(STUDY TEXT begins)

The House Committee on Oversight and Reform this week will bring the CEOs of some of the largest energy companies in the world before a hearing that is likely to be more about generating headlines ahead of the U.N. Climate Change Conference than solving our pressing energy and environmental challenges.
That’s unfortunate, because American consumers, farmers and small businesses need help in the face of mounting inflation and surging energy prices – from gasoline to propane and natural gas to electricity. Oil prices have surged past $85 a barrel, natural gas surpassed its highest price in 13 years this month, and gasoline is the highest it has been since 2014.
The Energy Information Administration has forecast a colder winter and sharply higher home heating costs, which a Consumer Energy Alliance analysis found would add an unbelievable $13.6 billion to family energy bills nationwide. For the many Americans on fixed incomes or living below the poverty line, this will make for a tough winter.
We need affordable, reliable energy more than ever, something that should be glaringly obvious when gasoline is nearly $8 a gallon in parts of California, the well-documented result of governmental policies that put consumers last and have led to some of the nation’s most expensive energy.

(STUDY TEXT ends)
(SUPPLIED INFORMATION begins)

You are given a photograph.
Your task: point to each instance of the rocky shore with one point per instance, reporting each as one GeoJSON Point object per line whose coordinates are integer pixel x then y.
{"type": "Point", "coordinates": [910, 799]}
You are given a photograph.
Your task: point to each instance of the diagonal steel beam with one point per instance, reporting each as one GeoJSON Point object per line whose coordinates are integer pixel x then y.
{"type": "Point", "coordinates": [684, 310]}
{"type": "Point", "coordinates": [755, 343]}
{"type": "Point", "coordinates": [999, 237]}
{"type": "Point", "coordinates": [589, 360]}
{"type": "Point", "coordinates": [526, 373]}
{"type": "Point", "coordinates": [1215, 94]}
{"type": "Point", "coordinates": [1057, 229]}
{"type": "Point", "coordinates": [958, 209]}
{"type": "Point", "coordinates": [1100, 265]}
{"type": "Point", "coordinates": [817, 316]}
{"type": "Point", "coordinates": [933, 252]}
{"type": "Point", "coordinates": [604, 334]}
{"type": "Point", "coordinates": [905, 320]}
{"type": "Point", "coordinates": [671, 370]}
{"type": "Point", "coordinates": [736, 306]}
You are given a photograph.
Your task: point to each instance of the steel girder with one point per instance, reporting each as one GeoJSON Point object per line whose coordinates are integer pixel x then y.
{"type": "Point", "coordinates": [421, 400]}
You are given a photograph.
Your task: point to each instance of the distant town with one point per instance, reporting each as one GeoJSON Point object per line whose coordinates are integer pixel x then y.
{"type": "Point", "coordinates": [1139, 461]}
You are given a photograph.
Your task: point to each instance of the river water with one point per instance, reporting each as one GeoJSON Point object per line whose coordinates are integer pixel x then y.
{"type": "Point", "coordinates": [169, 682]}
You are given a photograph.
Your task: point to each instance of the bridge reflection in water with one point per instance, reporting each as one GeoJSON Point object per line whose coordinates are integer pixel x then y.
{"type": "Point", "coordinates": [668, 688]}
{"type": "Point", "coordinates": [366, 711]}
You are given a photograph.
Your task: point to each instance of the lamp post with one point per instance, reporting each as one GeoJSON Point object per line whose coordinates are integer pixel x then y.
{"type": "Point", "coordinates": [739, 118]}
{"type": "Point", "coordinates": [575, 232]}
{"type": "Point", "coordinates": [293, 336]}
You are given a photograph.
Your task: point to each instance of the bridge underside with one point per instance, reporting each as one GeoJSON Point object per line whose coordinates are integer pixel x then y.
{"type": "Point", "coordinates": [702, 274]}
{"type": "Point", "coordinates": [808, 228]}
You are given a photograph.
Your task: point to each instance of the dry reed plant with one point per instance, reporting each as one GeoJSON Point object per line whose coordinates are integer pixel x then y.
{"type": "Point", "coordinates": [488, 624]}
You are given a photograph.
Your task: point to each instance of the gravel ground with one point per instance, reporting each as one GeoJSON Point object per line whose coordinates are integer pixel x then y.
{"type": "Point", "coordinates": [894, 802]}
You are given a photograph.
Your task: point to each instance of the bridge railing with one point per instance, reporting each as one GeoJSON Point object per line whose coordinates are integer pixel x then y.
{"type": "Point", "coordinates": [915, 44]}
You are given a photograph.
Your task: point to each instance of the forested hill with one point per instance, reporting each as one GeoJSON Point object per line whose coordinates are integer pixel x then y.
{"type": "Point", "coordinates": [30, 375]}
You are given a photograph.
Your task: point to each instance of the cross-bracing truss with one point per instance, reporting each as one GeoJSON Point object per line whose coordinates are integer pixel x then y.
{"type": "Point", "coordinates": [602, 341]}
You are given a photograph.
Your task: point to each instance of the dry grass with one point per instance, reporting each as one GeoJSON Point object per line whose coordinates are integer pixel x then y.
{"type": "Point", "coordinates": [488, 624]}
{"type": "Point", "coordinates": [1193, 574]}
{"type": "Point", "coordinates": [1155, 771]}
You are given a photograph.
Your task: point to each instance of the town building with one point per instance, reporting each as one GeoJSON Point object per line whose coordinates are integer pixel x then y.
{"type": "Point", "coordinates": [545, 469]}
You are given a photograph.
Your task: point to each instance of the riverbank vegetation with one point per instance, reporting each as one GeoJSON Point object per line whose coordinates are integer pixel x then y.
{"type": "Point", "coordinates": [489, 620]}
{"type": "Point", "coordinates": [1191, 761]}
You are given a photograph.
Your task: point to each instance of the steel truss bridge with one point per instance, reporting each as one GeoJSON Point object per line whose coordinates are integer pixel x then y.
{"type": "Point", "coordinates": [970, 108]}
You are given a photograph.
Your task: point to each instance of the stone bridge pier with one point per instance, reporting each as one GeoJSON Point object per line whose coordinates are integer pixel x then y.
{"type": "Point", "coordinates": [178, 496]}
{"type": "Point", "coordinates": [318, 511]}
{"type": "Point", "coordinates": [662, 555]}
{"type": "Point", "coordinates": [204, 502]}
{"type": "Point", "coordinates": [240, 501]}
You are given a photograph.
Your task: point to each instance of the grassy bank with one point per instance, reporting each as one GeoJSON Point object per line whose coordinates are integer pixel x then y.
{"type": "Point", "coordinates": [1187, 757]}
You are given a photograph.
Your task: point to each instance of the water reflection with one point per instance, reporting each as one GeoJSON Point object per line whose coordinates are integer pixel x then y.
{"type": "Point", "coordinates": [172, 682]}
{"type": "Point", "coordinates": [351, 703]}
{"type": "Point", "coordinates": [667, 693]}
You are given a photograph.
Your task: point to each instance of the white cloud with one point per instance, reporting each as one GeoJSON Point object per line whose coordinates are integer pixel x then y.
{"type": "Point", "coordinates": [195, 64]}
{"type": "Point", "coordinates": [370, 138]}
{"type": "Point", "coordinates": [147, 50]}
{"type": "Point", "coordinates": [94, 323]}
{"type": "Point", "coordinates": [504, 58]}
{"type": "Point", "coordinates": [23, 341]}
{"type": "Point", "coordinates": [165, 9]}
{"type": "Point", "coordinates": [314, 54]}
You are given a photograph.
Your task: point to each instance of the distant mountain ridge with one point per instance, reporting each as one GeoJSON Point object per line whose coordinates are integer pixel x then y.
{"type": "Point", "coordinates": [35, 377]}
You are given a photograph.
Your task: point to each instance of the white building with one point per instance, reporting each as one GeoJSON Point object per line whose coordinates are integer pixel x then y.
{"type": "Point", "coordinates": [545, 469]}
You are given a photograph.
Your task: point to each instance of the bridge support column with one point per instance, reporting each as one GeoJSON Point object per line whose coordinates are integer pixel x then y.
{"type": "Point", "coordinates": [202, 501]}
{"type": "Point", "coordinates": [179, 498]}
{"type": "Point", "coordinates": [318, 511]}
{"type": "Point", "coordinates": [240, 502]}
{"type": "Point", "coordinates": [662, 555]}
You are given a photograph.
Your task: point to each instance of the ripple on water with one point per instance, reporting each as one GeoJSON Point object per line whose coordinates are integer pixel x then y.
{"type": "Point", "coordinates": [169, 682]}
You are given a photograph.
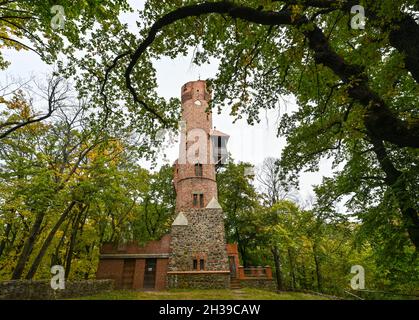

(SUPPLIED INFORMATION ends)

## EXERCISE DIRECTIONS
In the text on energy prices, how much did the Consumer Energy Alliance analysis find that higher home heating costs would add to family energy bills nationwide?

## RESULT BELOW
$13.6 billion